Required task 1 —
According to the text on jet cleaning devices, what keeps larger rotational multiple nozzle devices from being used in a hand held format?

Extract to read —
※ ※ ※

Jet cleaning devices are used to remove materials from surfaces either in preparation for the application of a coating or as part of routine maintenance. These devices are often used to remove coatings such as paints, primers, and varnishes from common substrate materials such as steel, aluminum or concrete. There are numerous well known applications for jet cleaning devices in the manufacture and maintenance of aircraft, automobiles, ships, pipes, buildings, bridges, storage tanks, structures, etc.
In general, jet cleaning devices are comprised of one or more pumps which supply a jet of liquid, generally water, at high pressure, to the surface to be cleaned. The high pressure liquid is directed at the surface to be cleaned through one or more nozzle devices which produce a jet or jets which are guided along the surface to be cleaned. In the prior art, the jet producing device is generally mounted to, or part of, a hand held device such as a jetting gun or lance. In some cases, multiple nozzle devices are rotated by the force of the jet stream or by a drive assembly in order to clean a larger surface area than would be cleaned by a single jet stream. The weight and/or thrust produced by larger rotational multiple nozzle devices prevents utilization in a hand held format.

※ ※ ※

Required task 2 —
Pull out every line of the records containing the string "Query", treating uppercase and lowercase as different.

※ ※ ※

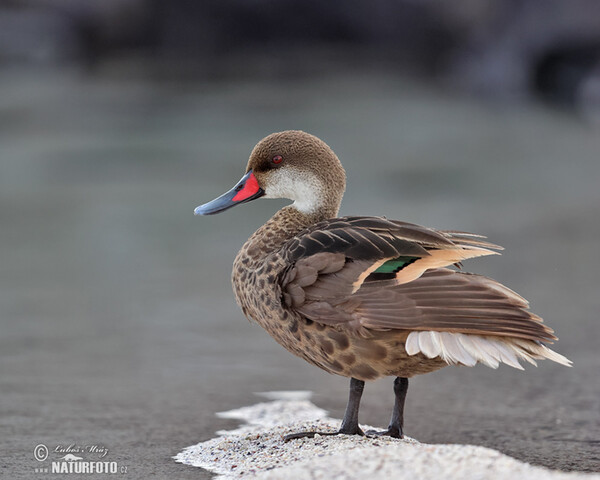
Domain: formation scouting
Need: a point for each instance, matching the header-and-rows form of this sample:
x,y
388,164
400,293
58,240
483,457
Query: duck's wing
x,y
369,273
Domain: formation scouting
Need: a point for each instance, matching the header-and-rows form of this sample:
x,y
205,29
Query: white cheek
x,y
304,188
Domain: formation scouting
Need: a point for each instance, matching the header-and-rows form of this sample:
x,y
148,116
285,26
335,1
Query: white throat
x,y
304,188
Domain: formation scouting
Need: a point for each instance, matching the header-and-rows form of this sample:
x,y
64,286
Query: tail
x,y
468,350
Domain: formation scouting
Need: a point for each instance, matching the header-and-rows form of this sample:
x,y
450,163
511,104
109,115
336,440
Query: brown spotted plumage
x,y
367,297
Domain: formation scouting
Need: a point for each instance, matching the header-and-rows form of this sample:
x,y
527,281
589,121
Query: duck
x,y
367,297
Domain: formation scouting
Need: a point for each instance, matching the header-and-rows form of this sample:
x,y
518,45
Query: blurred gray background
x,y
118,326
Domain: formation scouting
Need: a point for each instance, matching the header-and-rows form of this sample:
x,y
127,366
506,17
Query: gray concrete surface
x,y
117,323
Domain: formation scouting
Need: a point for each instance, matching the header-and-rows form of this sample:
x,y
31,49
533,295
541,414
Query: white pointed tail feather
x,y
464,349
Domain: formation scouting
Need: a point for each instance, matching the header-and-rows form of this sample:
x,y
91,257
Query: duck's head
x,y
291,164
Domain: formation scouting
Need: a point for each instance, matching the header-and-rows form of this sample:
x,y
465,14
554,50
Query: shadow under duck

※ ※ ※

Full response 1 —
The weight and/or thrust they produce.

Full response 2 —
Query: duck's wing
Query: white cheek
Query: white throat
Query: tail
Query: brown spotted plumage
Query: duck
Query: blurred gray background
Query: gray concrete surface
Query: white pointed tail feather
Query: duck's head
Query: shadow under duck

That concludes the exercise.